Task details:
Please copy each of the rows below verbatim, keeping every line unchanged.

Data to use:
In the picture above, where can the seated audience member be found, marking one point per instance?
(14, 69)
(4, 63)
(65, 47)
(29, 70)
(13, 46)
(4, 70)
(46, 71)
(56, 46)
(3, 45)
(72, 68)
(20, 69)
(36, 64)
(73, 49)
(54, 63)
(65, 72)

Expected answer:
In the picture above, where can the seated audience member be found, marking one point per instance?
(14, 69)
(4, 63)
(65, 47)
(29, 70)
(13, 46)
(4, 70)
(46, 71)
(56, 46)
(3, 45)
(72, 68)
(20, 69)
(36, 64)
(73, 49)
(54, 63)
(65, 72)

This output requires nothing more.